SOURCE EXTRACT:
□ □ □ □
Trump’s Victory Was a Black Swan in a Perfect Storm

Trump’s supporters have the right to celebrate for a few days, but they are over-interpreting the results.

His supporters are rightly euphoric about Trump’s stunning upset.  He won against all the pollsters and pundits.  Hillary won’t pick the SCOTUS nominee to replace Antonin Scalia, and if one or two others retire or vacate with health issues, then Trump will get to select them, too.

But in their euphoria, conservative writers and radio hosts are over-interpreting the results.  If Trump has a mandate, it is barely visible.  For the future of conservatism, the GOP can’t sit back, put their feet up, dust off their hands, and exclaim, “He has changed politics forever! Landslide!”

Truthfully, the GOP, flush with victory, is famous for over-reading election results and doesn’t prepare for soon-coming reality.

Truthfully, Trump is a black swan, an unexpected, significant event, flying high in a perfect storm, and those things don’t come around very often.  One may never come around again.

Here are the elements in the once-in-a-lifetime perfect storm.
□ □ □ □
RECORD EXTRACTS:

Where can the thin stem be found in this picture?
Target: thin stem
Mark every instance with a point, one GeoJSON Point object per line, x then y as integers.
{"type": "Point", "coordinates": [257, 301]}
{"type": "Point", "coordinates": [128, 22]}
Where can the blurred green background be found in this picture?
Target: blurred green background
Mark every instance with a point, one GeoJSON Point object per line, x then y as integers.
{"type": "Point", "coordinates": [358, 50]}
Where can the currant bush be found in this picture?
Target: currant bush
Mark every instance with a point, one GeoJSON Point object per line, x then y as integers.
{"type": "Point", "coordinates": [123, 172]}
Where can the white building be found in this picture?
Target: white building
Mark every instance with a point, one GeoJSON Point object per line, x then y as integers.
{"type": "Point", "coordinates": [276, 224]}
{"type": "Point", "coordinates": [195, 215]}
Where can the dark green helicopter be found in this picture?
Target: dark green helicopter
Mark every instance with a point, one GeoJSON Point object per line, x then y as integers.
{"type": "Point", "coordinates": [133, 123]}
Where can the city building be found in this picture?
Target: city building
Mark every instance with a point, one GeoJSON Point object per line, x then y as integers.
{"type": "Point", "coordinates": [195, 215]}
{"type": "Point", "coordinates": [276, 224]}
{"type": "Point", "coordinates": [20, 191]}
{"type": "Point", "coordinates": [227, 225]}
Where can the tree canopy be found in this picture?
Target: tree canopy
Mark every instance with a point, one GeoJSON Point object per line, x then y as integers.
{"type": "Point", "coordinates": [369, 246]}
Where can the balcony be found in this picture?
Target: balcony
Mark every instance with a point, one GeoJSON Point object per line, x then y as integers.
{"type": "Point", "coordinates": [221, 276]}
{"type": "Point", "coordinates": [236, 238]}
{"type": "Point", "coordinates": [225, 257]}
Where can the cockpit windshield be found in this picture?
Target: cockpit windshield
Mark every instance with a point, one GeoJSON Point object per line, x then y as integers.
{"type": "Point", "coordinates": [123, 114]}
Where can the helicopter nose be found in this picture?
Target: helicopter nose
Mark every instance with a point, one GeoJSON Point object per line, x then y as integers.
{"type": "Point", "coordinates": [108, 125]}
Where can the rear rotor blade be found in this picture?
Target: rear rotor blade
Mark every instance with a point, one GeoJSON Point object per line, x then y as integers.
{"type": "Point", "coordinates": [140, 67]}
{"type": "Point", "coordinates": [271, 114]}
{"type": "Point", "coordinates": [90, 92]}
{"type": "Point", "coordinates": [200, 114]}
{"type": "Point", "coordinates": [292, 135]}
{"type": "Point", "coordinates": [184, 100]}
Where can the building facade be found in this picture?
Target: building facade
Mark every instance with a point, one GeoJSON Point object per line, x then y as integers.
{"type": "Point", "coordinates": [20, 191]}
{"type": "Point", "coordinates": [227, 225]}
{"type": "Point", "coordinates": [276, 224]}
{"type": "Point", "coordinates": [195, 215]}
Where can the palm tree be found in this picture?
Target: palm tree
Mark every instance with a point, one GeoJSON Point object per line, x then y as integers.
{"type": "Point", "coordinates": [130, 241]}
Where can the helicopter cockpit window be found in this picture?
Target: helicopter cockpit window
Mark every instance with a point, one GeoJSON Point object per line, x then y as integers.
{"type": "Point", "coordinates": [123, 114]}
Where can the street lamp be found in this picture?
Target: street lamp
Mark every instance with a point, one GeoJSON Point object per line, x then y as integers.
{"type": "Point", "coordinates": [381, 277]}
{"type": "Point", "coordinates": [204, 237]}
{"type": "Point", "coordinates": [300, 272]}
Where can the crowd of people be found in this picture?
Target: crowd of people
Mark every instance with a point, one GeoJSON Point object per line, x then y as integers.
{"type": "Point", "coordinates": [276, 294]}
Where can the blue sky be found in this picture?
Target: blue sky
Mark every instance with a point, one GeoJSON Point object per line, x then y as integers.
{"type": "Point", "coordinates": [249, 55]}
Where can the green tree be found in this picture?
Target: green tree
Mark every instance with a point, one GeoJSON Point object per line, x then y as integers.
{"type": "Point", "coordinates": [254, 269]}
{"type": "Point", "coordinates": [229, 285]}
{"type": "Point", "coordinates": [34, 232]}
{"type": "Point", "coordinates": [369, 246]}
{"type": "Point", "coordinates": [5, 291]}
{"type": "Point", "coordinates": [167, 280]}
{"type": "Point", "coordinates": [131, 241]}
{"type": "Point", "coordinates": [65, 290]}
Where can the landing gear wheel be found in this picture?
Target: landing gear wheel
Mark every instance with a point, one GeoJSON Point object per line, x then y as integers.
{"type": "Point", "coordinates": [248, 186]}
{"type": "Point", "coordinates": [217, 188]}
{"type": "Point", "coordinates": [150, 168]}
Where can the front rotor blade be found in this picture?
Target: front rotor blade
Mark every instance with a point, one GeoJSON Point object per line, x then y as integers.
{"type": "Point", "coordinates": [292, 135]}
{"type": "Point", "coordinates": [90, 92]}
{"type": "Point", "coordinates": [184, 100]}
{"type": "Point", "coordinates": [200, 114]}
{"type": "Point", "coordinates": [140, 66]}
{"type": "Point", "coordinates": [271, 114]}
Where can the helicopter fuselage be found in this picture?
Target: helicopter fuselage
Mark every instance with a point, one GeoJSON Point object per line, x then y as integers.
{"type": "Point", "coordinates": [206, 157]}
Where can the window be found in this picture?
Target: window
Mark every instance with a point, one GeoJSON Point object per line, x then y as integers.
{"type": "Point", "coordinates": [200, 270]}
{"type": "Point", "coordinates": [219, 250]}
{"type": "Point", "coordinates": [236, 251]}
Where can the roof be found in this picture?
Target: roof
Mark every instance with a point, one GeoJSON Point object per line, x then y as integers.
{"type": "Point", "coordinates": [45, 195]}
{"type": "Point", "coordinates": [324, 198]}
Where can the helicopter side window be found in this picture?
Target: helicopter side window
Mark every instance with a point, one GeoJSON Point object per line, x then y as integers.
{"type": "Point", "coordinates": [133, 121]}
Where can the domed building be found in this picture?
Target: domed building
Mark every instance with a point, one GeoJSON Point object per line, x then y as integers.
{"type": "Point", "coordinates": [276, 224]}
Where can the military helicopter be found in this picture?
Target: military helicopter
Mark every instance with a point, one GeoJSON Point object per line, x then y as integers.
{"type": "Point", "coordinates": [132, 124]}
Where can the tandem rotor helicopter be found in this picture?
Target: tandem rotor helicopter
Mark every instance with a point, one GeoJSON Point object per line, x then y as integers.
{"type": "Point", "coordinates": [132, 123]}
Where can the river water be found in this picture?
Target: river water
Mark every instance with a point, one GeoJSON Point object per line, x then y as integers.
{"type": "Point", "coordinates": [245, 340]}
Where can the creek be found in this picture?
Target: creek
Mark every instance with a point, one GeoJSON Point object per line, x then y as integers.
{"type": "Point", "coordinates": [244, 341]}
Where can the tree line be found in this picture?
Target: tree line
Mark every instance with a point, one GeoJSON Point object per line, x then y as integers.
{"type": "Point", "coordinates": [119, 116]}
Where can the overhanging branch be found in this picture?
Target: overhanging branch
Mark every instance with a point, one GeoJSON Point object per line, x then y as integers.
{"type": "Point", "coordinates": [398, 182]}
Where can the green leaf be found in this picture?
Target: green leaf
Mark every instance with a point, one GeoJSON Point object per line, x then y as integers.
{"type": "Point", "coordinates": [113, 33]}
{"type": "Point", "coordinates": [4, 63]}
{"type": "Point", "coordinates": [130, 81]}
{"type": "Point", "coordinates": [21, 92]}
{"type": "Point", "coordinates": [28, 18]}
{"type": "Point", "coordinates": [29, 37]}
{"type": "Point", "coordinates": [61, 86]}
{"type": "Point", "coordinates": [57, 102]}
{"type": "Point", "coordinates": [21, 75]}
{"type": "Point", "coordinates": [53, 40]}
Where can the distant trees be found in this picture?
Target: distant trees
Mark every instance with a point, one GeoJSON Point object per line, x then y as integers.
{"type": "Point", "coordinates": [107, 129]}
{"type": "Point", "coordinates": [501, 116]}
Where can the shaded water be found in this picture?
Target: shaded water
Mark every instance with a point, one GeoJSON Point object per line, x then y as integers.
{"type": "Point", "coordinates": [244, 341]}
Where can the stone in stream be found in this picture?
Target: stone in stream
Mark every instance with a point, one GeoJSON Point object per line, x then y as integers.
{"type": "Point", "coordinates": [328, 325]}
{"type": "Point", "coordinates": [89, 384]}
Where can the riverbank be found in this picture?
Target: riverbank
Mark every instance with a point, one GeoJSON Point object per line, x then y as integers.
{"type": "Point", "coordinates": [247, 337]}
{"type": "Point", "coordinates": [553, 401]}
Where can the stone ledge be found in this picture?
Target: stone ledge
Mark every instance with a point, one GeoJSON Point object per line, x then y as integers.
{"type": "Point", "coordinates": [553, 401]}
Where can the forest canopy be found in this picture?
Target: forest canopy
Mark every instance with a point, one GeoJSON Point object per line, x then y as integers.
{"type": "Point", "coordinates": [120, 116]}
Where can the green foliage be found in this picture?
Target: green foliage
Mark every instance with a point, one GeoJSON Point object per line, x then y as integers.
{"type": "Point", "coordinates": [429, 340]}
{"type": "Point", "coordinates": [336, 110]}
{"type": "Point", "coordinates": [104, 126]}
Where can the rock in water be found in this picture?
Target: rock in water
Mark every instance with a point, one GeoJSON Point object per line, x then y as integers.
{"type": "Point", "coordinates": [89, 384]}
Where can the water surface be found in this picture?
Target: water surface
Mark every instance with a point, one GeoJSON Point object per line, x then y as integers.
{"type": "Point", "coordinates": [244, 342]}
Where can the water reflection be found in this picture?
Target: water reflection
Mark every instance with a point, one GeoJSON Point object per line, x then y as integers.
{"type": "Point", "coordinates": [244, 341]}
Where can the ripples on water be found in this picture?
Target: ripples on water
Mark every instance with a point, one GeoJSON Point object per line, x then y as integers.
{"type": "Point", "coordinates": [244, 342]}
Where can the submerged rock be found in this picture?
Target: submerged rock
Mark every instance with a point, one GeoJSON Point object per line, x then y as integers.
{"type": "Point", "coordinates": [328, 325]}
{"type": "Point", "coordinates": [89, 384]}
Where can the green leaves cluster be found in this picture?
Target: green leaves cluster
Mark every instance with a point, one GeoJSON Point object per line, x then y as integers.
□ □ □ □
DIRECTIONS:
A) Please print the piece on Trump's victory word for word, between "Trump’s supporters have" and "for soon-coming reality.", inclusive.
B) In the piece on Trump's victory, the Supreme Court nominee that Hillary won't pick would replace which justice?

EXPECTED ANSWERS:
A)
Trump’s supporters have the right to celebrate for a few days, but they are over-interpreting the results.

His supporters are rightly euphoric about Trump’s stunning upset.  He won against all the pollsters and pundits.  Hillary won’t pick the SCOTUS nominee to replace Antonin Scalia, and if one or two others retire or vacate with health issues, then Trump will get to select them, too.

But in their euphoria, conservative writers and radio hosts are over-interpreting the results.  If Trump has a mandate, it is barely visible.  For the future of conservatism, the GOP can’t sit back, put their feet up, dust off their hands, and exclaim, “He has changed politics forever! Landslide!”

Truthfully, the GOP, flush with victory, is famous for over-reading election results and doesn’t prepare for soon-coming reality.

B) Antonin Scalia.